Assignment
From the records below, please repeat exactly the line that has "box: [216, 175, 225, 195]", the line that has "box: [282, 208, 299, 227]", and every line between them, and nothing else.

Provided entries
▶
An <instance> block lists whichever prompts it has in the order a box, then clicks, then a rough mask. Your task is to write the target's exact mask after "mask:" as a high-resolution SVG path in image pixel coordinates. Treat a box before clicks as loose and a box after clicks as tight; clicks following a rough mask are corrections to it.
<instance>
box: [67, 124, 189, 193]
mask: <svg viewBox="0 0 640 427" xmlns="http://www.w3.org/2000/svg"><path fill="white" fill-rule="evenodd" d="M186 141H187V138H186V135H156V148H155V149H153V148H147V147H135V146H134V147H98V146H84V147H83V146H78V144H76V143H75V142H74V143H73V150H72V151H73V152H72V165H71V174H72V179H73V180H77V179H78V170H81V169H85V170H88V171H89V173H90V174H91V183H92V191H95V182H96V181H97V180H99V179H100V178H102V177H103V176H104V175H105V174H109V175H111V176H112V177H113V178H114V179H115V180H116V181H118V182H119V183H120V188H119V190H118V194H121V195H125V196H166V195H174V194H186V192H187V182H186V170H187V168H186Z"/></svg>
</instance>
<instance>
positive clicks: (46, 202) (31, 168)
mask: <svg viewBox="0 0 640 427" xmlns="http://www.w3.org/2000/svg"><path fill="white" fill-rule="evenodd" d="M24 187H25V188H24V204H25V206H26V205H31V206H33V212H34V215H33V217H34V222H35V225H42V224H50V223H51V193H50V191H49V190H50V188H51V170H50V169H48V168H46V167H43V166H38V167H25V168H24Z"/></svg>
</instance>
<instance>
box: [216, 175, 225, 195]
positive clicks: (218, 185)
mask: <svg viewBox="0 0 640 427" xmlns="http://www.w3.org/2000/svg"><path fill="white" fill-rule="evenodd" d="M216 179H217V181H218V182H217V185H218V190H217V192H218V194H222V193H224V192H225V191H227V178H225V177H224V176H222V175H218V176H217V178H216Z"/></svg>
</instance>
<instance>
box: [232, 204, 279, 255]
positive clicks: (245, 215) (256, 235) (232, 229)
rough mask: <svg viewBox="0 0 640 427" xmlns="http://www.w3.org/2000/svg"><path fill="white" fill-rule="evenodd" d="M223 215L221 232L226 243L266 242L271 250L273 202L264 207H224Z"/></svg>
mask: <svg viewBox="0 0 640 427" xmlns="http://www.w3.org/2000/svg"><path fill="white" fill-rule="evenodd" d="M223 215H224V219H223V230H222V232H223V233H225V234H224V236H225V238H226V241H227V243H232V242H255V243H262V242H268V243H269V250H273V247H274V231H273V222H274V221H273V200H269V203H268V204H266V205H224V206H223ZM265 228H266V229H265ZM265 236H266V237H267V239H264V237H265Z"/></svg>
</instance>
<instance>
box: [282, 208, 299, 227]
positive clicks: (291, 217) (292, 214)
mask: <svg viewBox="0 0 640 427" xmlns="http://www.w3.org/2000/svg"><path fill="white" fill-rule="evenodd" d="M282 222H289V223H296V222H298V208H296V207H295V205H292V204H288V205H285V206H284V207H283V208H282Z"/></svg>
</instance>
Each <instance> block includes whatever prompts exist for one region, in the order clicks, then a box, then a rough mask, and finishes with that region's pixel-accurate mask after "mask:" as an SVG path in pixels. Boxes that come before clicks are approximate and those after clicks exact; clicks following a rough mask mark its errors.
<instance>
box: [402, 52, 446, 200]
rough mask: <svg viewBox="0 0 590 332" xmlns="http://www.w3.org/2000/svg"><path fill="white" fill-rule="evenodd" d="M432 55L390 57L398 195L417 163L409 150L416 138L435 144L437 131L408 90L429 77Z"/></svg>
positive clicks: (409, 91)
◀
Expected answer
box: [216, 175, 225, 195]
positive clicks: (218, 185)
mask: <svg viewBox="0 0 640 427" xmlns="http://www.w3.org/2000/svg"><path fill="white" fill-rule="evenodd" d="M216 179H217V181H218V182H217V185H218V190H217V192H218V194H222V193H224V192H225V191H227V178H225V177H224V176H222V175H218V176H217V178H216Z"/></svg>
</instance>
<instance>
box: [232, 204, 279, 255]
positive clicks: (245, 215) (256, 235) (232, 229)
rough mask: <svg viewBox="0 0 640 427" xmlns="http://www.w3.org/2000/svg"><path fill="white" fill-rule="evenodd" d="M223 215L221 232L226 243L266 242L271 250L273 202L264 207H224Z"/></svg>
mask: <svg viewBox="0 0 640 427" xmlns="http://www.w3.org/2000/svg"><path fill="white" fill-rule="evenodd" d="M223 215H224V219H223V230H222V232H223V233H225V234H224V236H225V238H226V241H227V243H232V242H255V243H262V242H268V243H269V250H273V247H274V231H273V222H274V221H273V200H269V203H268V204H266V205H224V206H223ZM265 228H266V229H265ZM265 236H266V237H267V239H264V237H265Z"/></svg>
</instance>
<instance>
box: [282, 208, 299, 227]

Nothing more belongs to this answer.